TO DO >>
A. Could you rewrite the part of the court opinion that opens with the words containing "United States Court" and closes with "HAMILTON, Circuit Judges.", putting "Eighth Circuit" in place of "Seventh Circuit"?
B. Can you resume the court opinion from where it stops and carry it forward?

EXTRACT >>
Case ID: f3d_772/html/1099-01.html
Source: Caselaw Access Project
Author: {"author": "HAMILTON, Circuit Judge.", "license": "Public Domain", "url": "https://static.case.law/"}
Date Created: 2024-08-24T03:29:51.129683

UNITED STATES of America, Plaintiff-Appellee, v. Deborah Ahmad BEY, Defendant-Appellant.
    No. 13-2810.
    United States Court of Appeals, Seventh Circuit.
    Argued July 8, 2014.
    Decided Dec. 2, 2014.
    Ryan P. Fayhee, Attorney, Office of the United States Attorney, Chicago, IL, for Plaintiff-Appellee.
    Harvey Eugene Taylor, Jr., Attorney, St. Louis, MO, for Defendant-Appellant.
    
      Before WOOD, Chief Judge, and BAUER and HAMILTON, Circuit Judges.
   HAMILTON, Circuit Judge.

Deborah Ahmad Bey appeals her 2010 conviction for failing to surrender to prison authorities. She contends her conviction was based on evidence of a privileged and inadmissible attorney-client communication telling her when she had been ordered to report for prison. We have not addressed this issue in a precedential opinion before. We follow our colleagues in other circuits and hold that the lawyer’s communication of the’s surrender date was not a privileged communication. See, e.g., United States v. Gray, 876 F.2d 1411, 1415 (9th Cir.1989); United States v. Innella, 821 F.2d 1566, 1567 (11th Cir.1987). We therefore affirm.

(Data records)
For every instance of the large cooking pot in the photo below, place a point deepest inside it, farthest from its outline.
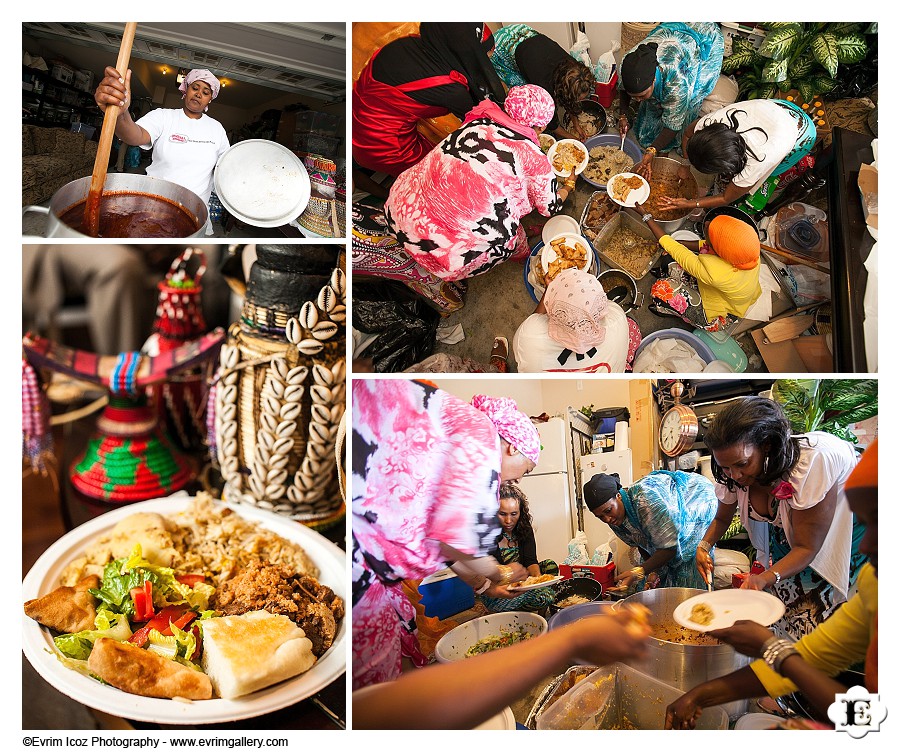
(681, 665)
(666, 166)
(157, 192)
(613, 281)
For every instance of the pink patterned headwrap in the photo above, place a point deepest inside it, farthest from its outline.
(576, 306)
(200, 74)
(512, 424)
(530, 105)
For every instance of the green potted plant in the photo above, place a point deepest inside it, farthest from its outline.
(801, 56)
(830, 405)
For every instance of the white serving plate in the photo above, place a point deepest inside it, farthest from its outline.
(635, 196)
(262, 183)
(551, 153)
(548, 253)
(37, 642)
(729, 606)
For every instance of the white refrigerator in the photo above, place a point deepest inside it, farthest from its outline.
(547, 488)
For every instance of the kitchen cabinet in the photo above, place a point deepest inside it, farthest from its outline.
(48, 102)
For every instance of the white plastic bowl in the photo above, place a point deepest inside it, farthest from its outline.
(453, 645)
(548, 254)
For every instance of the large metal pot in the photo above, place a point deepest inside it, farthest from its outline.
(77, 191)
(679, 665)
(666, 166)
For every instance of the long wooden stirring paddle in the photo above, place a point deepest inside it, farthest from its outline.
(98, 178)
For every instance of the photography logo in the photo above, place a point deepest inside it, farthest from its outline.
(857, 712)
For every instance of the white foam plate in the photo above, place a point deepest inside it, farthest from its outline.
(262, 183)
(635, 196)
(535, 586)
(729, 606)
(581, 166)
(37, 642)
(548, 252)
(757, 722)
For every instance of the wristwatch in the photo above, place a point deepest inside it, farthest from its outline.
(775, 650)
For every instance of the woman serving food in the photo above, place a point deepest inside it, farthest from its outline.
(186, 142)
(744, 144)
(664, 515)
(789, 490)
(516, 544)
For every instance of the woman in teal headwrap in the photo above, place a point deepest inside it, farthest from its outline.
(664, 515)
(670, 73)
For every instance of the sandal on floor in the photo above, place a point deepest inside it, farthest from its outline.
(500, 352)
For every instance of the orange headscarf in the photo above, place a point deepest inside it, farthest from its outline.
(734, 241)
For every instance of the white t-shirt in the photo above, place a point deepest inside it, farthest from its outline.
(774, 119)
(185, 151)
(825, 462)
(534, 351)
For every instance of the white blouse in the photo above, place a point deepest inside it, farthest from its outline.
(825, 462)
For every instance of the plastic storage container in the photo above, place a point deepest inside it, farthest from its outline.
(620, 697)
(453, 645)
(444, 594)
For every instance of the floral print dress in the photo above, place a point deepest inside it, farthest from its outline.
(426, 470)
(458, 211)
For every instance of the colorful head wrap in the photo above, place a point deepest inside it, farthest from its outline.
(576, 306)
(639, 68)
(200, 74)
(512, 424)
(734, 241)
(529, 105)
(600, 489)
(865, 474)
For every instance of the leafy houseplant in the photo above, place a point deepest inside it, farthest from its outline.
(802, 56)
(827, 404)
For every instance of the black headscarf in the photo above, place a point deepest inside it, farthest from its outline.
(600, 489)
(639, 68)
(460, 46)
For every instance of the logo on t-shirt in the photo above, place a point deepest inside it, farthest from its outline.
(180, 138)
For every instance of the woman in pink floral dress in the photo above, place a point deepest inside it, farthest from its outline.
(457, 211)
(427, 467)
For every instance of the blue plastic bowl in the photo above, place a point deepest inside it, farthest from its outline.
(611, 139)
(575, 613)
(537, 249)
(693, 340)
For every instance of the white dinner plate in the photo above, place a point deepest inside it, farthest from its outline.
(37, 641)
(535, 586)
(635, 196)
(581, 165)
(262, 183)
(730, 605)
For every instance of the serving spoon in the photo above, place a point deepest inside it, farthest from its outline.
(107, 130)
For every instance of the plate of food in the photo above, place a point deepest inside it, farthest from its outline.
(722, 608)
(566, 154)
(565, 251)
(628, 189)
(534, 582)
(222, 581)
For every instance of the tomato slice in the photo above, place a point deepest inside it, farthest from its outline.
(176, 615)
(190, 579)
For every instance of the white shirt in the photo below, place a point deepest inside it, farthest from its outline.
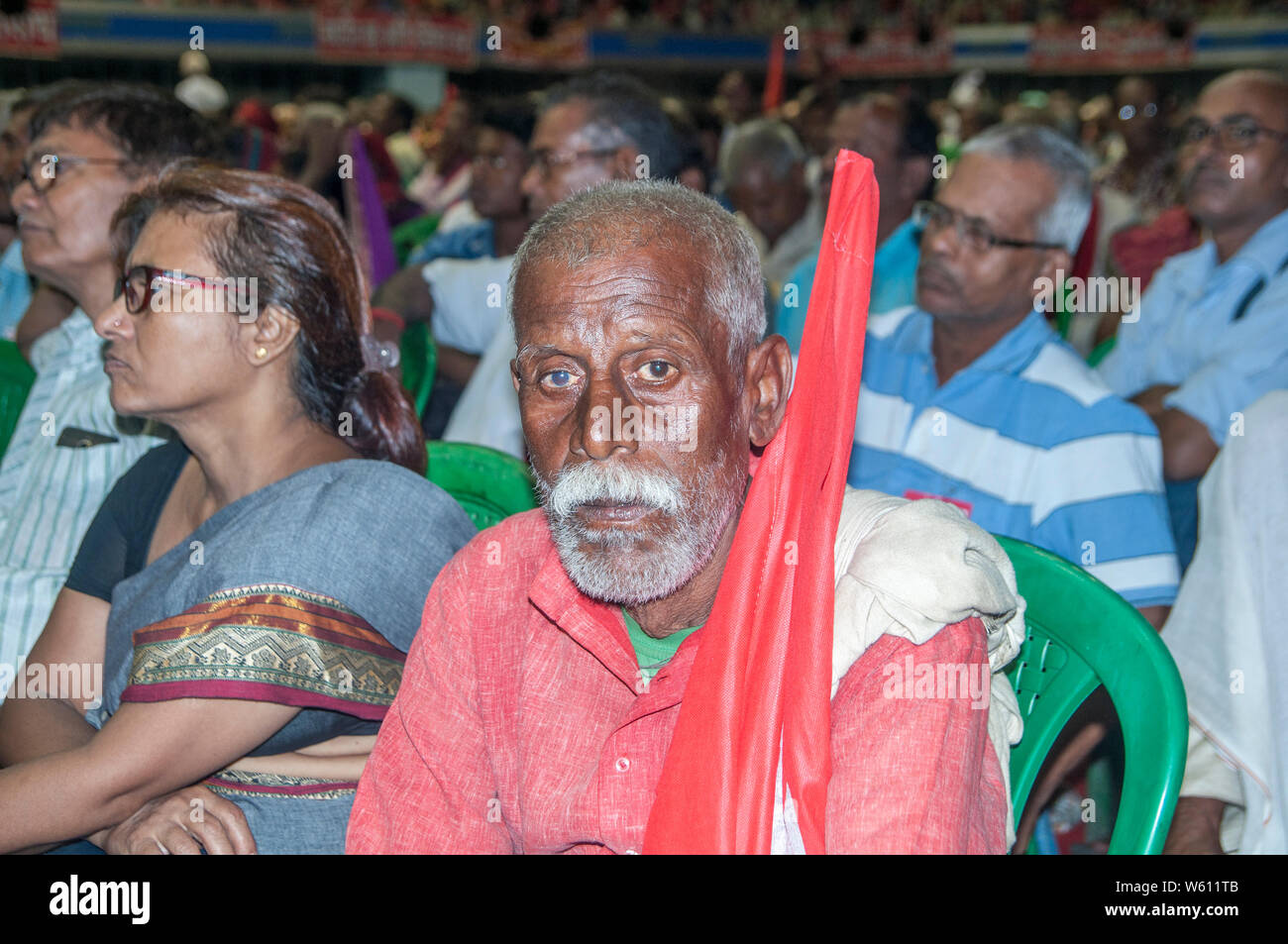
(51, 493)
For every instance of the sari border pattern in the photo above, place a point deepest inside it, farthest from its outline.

==

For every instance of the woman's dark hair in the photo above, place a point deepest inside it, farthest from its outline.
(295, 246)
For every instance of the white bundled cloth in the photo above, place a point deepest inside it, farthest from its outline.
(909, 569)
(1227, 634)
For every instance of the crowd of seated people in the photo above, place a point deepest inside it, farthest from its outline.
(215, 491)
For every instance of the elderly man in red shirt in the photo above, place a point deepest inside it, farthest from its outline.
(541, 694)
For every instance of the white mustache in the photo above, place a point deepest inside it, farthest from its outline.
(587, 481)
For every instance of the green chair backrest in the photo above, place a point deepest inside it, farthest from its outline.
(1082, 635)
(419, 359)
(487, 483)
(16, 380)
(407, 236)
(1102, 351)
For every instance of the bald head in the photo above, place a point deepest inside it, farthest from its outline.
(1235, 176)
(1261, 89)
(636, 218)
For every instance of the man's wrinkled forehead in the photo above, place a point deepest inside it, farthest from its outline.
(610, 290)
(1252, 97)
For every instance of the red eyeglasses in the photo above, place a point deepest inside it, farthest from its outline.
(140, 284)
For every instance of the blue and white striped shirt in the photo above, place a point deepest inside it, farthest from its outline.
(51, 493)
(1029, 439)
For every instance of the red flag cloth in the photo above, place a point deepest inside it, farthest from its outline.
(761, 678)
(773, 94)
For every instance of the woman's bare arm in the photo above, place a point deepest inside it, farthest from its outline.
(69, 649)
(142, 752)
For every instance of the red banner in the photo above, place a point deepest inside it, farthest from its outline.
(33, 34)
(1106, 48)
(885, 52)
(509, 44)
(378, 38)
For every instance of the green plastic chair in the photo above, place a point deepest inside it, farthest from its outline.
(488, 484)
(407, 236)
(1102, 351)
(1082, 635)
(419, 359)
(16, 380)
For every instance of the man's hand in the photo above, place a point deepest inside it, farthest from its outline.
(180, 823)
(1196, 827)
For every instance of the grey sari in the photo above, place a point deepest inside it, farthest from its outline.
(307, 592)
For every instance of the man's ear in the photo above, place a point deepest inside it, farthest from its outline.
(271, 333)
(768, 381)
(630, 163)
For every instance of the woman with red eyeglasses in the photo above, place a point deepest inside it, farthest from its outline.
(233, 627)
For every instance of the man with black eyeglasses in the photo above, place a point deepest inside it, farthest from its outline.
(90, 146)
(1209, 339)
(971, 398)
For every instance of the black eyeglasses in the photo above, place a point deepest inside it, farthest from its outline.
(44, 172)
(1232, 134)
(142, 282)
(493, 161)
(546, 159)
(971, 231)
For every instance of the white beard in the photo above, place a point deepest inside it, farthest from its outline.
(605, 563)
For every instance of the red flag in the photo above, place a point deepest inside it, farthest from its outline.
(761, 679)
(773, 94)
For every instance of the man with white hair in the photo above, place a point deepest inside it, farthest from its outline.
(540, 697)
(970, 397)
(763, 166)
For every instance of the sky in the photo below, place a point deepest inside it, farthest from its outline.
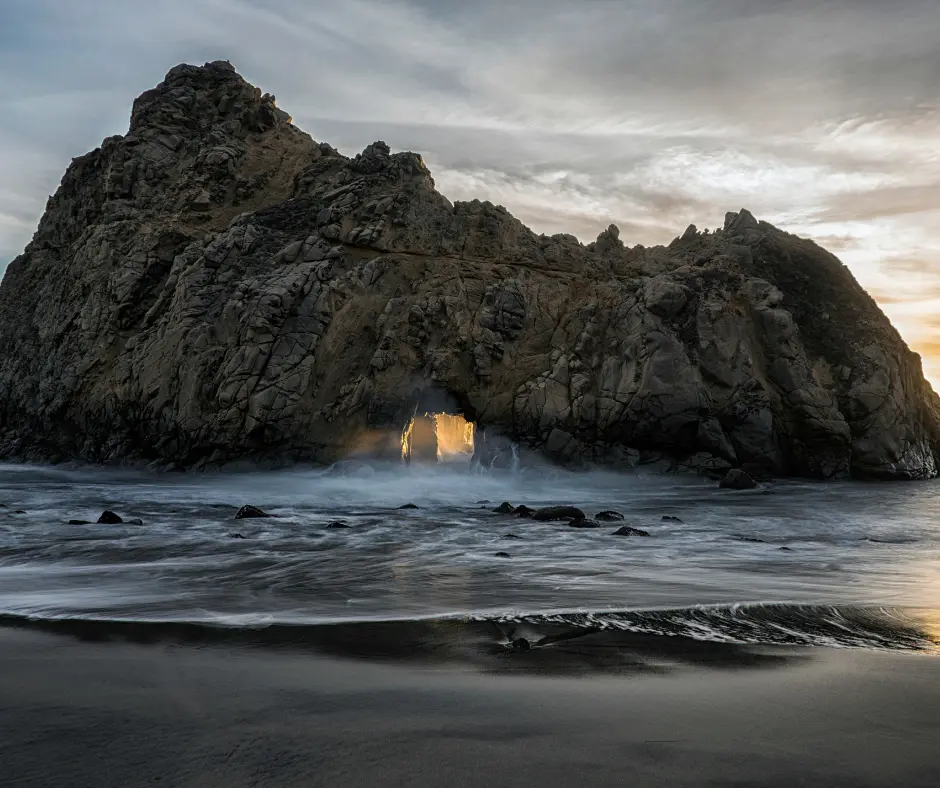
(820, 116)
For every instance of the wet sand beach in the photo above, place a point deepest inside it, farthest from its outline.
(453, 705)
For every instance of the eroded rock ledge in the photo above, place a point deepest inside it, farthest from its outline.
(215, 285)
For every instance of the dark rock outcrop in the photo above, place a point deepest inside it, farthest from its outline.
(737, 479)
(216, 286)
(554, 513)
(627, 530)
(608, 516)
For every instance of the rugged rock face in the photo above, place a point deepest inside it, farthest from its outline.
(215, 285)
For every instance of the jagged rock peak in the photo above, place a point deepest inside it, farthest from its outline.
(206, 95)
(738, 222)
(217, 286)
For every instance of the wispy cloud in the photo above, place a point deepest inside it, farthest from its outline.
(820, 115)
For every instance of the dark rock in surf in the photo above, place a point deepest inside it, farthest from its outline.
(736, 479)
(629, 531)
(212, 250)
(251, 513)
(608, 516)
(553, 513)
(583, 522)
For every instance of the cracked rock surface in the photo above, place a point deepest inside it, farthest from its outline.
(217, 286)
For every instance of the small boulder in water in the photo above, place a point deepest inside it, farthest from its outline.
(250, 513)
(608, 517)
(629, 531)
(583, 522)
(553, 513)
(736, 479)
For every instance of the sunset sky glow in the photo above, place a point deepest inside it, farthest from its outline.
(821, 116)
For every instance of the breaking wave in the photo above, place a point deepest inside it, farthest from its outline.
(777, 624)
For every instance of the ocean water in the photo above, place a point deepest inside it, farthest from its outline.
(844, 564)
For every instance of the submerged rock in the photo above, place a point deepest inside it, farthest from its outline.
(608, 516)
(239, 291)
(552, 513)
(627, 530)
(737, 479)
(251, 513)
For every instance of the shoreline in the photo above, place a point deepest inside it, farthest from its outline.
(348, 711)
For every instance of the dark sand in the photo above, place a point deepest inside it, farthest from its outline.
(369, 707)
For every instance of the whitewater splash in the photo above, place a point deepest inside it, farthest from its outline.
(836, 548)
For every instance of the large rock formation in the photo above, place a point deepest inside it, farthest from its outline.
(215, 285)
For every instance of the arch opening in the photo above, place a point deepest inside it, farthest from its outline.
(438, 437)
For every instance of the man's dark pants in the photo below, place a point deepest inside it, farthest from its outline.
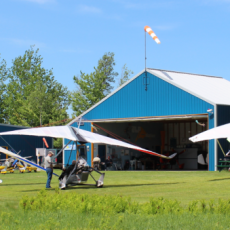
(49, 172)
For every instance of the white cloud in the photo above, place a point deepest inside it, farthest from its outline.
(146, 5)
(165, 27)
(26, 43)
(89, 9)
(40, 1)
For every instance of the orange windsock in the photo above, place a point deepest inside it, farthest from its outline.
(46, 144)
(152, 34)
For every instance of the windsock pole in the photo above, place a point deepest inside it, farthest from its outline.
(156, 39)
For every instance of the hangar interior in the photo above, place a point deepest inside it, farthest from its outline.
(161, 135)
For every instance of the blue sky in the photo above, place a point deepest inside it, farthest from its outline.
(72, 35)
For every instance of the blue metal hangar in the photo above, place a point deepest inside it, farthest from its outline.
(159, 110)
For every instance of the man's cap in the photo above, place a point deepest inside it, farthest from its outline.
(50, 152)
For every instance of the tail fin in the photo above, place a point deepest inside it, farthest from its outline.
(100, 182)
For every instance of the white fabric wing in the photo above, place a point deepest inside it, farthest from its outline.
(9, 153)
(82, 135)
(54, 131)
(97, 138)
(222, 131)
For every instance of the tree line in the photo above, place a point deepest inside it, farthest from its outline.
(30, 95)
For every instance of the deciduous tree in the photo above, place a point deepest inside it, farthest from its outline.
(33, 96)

---

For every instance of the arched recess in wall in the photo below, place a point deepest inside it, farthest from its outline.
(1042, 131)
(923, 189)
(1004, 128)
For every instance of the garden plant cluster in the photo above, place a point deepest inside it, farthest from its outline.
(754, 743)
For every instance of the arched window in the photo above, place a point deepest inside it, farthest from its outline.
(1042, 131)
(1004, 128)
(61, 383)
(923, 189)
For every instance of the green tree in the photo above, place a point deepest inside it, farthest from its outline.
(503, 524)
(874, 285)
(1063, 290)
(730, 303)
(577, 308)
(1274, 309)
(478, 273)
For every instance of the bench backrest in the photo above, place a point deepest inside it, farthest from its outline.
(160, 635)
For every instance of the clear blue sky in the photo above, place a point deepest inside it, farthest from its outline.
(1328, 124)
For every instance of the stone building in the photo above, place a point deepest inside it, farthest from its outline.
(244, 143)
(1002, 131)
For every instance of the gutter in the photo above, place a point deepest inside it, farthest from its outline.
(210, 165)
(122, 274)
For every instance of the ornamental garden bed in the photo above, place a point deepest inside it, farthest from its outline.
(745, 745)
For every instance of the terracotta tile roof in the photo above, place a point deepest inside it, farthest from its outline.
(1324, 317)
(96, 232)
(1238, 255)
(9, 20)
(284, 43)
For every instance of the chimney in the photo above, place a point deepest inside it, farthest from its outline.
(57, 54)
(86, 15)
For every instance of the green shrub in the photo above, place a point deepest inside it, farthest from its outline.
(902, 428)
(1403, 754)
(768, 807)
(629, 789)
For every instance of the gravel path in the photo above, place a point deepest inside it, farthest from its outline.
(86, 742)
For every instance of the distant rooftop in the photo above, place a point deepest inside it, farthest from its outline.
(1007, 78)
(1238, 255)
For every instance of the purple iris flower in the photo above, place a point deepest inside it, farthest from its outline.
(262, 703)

OUTPUTS BY TASK >>
A.
United States Court of Appeals, Eighth Circuit.
    Argued July 8, 2014.
    Decided Dec. 2, 2014.
    Ryan P. Fayhee, Attorney, Office of the United States Attorney, Chicago, IL, for Plaintiff-Appellee.
    Harvey Eugene Taylor, Jr., Attorney, St. Louis, MO, for Defendant-Appellant.
    
      Before WOOD, Chief Judge, and BAUER and HAMILTON, Circuit Judges.

B.
Factual and Procedural Background

This appeal has its roots in Bey’s 2006 conviction for making false statements in a bankruptcy proceeding. Bey received a below-guidelines sentence of three months in prison. She appealed that conviction, prompting a cross-appeal by the government. We affirmed her conviction but agreed with the government that the sentence was too low and remanded for resentencing. See United States v. Bey, 244 Fed.Appx. 57, 59 (7th Cir.2007). The Supreme Court granted certiorari and remanded for reconsideration in light of Gall v. United States, 552 U.S. 38, 128 S.Ct. 586, 169 L.Ed.2d 445 (2007). 553 U.S. 1016, 128 S.Ct. 2089, 170 L.Ed.2d 814 (2008). We concluded that our earlier decision was not affected by Gall. United States v. Bey, 289 Fed.Appx. 954, 955 (7th Cir.2008), and the Supreme Court then denied certiorari. 555 U.S. 1203, 129 S.Ct. 1393, 173 L.Ed.2d 643 (2009).

When the parties returned to the district court in 2008, the court resentenced Bey to 24 months in prison. The court ordered her to self-surrender. The district judge twice changed Bey’s surrender date. After the second extension in October 2008, Bey’s lawyer, Kent Anderson, mailed her a one-page letter enclosing the court’s order resetting her surrender date to December. When Bey did not surrender, an arrest warrant was issued. After eluding federal agents for a year, she was arrested and charged with knowingly failing to surrender to serve her sentence. See 18 U.S.C. § 3146(a)(2).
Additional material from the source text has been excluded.